### Exercise brief
Turn every line of all the records below into a numbered list, skipping any blank lines.

### The input
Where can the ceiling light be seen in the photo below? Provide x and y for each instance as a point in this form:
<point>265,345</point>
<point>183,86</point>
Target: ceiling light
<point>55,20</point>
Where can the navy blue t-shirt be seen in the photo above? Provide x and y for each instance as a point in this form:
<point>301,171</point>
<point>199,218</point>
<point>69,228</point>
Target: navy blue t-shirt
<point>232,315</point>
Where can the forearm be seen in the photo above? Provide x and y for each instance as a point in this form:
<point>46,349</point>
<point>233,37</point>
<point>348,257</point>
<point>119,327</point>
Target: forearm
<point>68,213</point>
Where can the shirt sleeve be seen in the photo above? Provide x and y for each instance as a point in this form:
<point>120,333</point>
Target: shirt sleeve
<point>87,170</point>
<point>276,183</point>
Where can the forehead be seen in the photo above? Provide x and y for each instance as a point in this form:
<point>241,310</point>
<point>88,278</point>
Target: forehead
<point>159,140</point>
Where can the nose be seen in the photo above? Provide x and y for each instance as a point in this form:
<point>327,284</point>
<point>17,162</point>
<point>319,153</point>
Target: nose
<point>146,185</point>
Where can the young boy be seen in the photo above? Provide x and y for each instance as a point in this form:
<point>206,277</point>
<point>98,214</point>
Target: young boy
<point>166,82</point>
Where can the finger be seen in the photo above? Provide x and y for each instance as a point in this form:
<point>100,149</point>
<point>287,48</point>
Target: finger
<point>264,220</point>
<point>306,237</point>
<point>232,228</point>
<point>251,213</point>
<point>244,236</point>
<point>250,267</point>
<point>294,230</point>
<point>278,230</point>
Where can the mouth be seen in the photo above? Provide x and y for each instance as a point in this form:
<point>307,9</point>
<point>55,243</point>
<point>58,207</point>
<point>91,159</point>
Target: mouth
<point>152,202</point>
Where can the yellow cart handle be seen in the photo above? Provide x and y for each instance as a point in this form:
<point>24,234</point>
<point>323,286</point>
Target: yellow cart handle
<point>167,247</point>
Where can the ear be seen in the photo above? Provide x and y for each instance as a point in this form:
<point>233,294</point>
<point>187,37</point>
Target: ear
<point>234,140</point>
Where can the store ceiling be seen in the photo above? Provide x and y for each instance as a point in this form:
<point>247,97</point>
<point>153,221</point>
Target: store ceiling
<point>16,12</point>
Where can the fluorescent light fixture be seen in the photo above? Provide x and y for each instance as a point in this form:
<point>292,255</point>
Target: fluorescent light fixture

### The result
1. Where can the ceiling light be seen in the photo below? Provide x and y for each instance as a point in this form:
2. <point>265,345</point>
3. <point>183,86</point>
4. Target: ceiling light
5. <point>55,20</point>
6. Where can the navy blue t-shirt be seen in the photo above? Provide x and y for each instance as a point in this form:
7. <point>301,171</point>
8. <point>199,218</point>
9. <point>69,228</point>
10. Target: navy blue t-shirt
11. <point>232,315</point>
12. Where can the forearm be seen in the photo above? Provide x and y for each instance as a point in this form:
13. <point>46,349</point>
14. <point>233,37</point>
15. <point>348,257</point>
16. <point>119,327</point>
17. Target: forearm
18. <point>68,213</point>
19. Where can the shirt sleeve be seen in the photo above? Provide x and y for each instance as a point in this form:
20. <point>120,333</point>
21. Target: shirt sleeve
22. <point>87,170</point>
23. <point>276,183</point>
24. Where can the forehead be seen in the photo above? Provide x and y for each instance as a point in this form:
25. <point>241,310</point>
26. <point>88,278</point>
27. Target: forehead
28. <point>159,140</point>
29. Where can the nose be seen in the photo above? Provide x and y for each instance as a point in this form:
30. <point>327,284</point>
31. <point>17,162</point>
32. <point>319,153</point>
33. Target: nose
34. <point>146,185</point>
35. Where can the young boy be seen in the photo above? Provide x and y for each instance as a point in this form:
36. <point>206,277</point>
37. <point>98,214</point>
38. Target: young boy
39. <point>166,82</point>
40. Where can the finger be seen in the photo above? Provide x and y for each instance as a point in this form:
41. <point>100,149</point>
42. <point>287,48</point>
43. Target: finger
44. <point>264,220</point>
45. <point>306,237</point>
46. <point>232,228</point>
47. <point>251,213</point>
48. <point>244,236</point>
49. <point>250,267</point>
50. <point>294,230</point>
51. <point>278,230</point>
52. Where can the mouth be seen in the photo above? Provide x and y for each instance as a point in this form:
53. <point>307,9</point>
54. <point>55,243</point>
55. <point>58,207</point>
56. <point>91,159</point>
57. Target: mouth
58. <point>152,202</point>
59. Where can the yellow cart handle be seen in the photo above? Provide x and y for each instance as a point in this form:
60. <point>24,234</point>
61. <point>323,286</point>
62. Target: yellow cart handle
63. <point>167,247</point>
64. Where can the ear be seen in the photo above? Provide x and y for each instance as a point in this form:
65. <point>233,294</point>
66. <point>187,37</point>
67. Target: ear
68. <point>234,140</point>
69. Where can the store ceiling be seen in the photo above? Provide x and y for each instance as a point in this form:
70. <point>247,97</point>
71. <point>153,221</point>
72. Target: store ceiling
73. <point>16,12</point>
74. Where can the fluorescent light fixture be seen in the photo above? Provide x and y for each instance as a point in this form:
75. <point>292,255</point>
76. Target: fluorescent light fixture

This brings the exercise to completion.